Could you output the full text below on protecting your personal information from fraud, word for word?

READING PASSAGE >>
+++
Your personal information has monetary value, so look after it in the same way you would cherish your cash or credit card. You wouldn't give your credit card to someone else, so don't give them your personal information, unless you are sure you know who is asking for it.
Personal information can be used to commit a crime: the purpose of the fraud of this kind is to steal personal data and use it in e-mails or web services. Phishing of passwords, IDs and telephone numbers is also done with the aim of financial gain.
With your personal information a hoaxer can:
- apply for a credit card in your name
- make purchases on hire purchase in your name
- empty your bank account
- use your credit card up to the credit limit
Data is also used for spamming, money laundering and other financial crime.
There are different methods for fraud and they are developing fast. For instance, profile fraud creates a new profile using a stolen identity so that those who recognise the profile are tempted to click on harmful links. Attempts are made to spread these links, for instance in the blogs of other users.The links could hide viruses, or be connected to phishing for personal information.
Put a stop to scams
- Remember that financial institutions, public authorities and other reliable operators never ask for account data, IDs or other confidential data by email.
- Do not reply to e-mails asking for personal information
- Do not give your personal information or confirm it if you are unsure of the identity of the sender of the email.
- Do not ring a phone number given in a suspicious e-mail message. Instead, ring the telephone number contained in your own statement of account or other receipt. Never give your personal information over the phone if you are unsure of the caller's identity.
- Do not click on links in suspicious e-mails.
- The link may take you to a counterfeit website, where you are required to give your personal information. The website may look like the website of a company you use, with company logos and trademarks designed to gain your confidence.
+++
DATA TO EXAMINE >>
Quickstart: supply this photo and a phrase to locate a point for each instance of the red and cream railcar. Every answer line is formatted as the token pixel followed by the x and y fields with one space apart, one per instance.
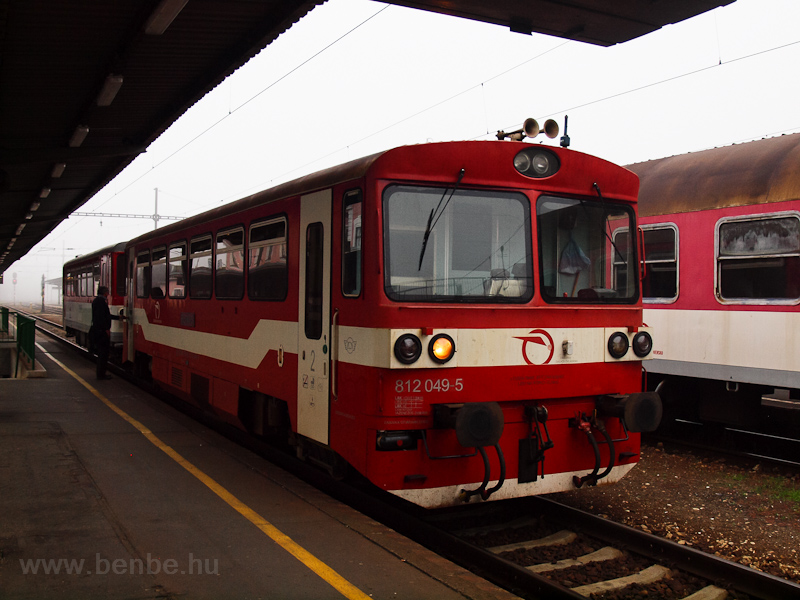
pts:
pixel 722 285
pixel 452 320
pixel 81 278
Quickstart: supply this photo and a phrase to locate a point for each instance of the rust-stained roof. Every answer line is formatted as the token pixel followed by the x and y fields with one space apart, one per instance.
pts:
pixel 757 172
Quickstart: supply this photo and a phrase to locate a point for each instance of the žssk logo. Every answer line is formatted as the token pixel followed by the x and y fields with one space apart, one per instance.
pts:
pixel 537 347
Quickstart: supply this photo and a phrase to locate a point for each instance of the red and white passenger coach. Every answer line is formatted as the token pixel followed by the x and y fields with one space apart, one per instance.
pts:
pixel 81 278
pixel 722 285
pixel 452 320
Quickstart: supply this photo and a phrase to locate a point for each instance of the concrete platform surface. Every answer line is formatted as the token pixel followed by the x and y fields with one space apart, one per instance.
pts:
pixel 91 506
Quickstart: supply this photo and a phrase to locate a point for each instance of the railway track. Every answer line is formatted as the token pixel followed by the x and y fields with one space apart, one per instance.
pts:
pixel 778 445
pixel 533 547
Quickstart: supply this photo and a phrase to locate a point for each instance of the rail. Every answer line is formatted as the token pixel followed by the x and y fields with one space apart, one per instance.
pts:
pixel 19 332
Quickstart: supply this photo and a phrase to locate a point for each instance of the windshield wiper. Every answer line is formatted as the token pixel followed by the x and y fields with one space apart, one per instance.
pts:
pixel 431 223
pixel 605 210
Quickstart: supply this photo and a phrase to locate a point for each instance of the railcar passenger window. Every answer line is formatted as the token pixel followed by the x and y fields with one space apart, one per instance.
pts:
pixel 158 285
pixel 478 246
pixel 176 285
pixel 581 259
pixel 758 259
pixel 267 272
pixel 143 274
pixel 95 279
pixel 351 244
pixel 660 283
pixel 229 273
pixel 200 268
pixel 121 283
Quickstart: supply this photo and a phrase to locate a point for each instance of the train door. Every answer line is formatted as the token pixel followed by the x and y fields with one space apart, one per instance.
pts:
pixel 128 352
pixel 313 390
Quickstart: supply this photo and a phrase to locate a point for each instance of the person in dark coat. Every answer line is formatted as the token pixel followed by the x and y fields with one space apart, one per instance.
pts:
pixel 100 331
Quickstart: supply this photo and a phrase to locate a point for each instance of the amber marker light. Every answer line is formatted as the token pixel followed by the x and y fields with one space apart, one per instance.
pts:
pixel 441 348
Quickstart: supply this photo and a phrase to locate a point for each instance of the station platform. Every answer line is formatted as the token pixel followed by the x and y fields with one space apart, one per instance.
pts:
pixel 106 492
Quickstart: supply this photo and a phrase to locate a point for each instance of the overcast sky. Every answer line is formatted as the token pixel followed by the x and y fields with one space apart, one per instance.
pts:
pixel 355 77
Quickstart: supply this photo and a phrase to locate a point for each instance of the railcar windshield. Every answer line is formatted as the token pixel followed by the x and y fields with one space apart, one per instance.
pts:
pixel 582 259
pixel 478 246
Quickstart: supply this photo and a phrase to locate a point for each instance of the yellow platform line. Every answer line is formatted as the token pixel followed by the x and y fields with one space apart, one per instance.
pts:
pixel 347 589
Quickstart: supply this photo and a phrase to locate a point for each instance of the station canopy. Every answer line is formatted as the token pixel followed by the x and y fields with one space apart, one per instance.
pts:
pixel 85 87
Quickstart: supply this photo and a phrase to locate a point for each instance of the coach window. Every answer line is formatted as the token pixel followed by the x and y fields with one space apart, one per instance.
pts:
pixel 584 251
pixel 95 278
pixel 476 248
pixel 143 274
pixel 267 273
pixel 660 283
pixel 229 276
pixel 351 244
pixel 177 270
pixel 120 270
pixel 158 288
pixel 758 259
pixel 201 262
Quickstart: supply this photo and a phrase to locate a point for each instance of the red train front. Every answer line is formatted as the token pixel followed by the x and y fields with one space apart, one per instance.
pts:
pixel 452 320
+++
RESULT >>
Your personal information has monetary value, so look after it in the same way you would cherish your cash or credit card. You wouldn't give your credit card to someone else, so don't give them your personal information, unless you are sure you know who is asking for it.
Personal information can be used to commit a crime: the purpose of the fraud of this kind is to steal personal data and use it in e-mails or web services. Phishing of passwords, IDs and telephone numbers is also done with the aim of financial gain.
With your personal information a hoaxer can:
- apply for a credit card in your name
- make purchases on hire purchase in your name
- empty your bank account
- use your credit card up to the credit limit
Data is also used for spamming, money laundering and other financial crime.
There are different methods for fraud and they are developing fast. For instance, profile fraud creates a new profile using a stolen identity so that those who recognise the profile are tempted to click on harmful links. Attempts are made to spread these links, for instance in the blogs of other users.The links could hide viruses, or be connected to phishing for personal information.
Put a stop to scams
- Remember that financial institutions, public authorities and other reliable operators never ask for account data, IDs or other confidential data by email.
- Do not reply to e-mails asking for personal information
- Do not give your personal information or confirm it if you are unsure of the identity of the sender of the email.
- Do not ring a phone number given in a suspicious e-mail message. Instead, ring the telephone number contained in your own statement of account or other receipt. Never give your personal information over the phone if you are unsure of the caller's identity.
- Do not click on links in suspicious e-mails.
- The link may take you to a counterfeit website, where you are required to give your personal information. The website may look like the website of a company you use, with company logos and trademarks designed to gain your confidence.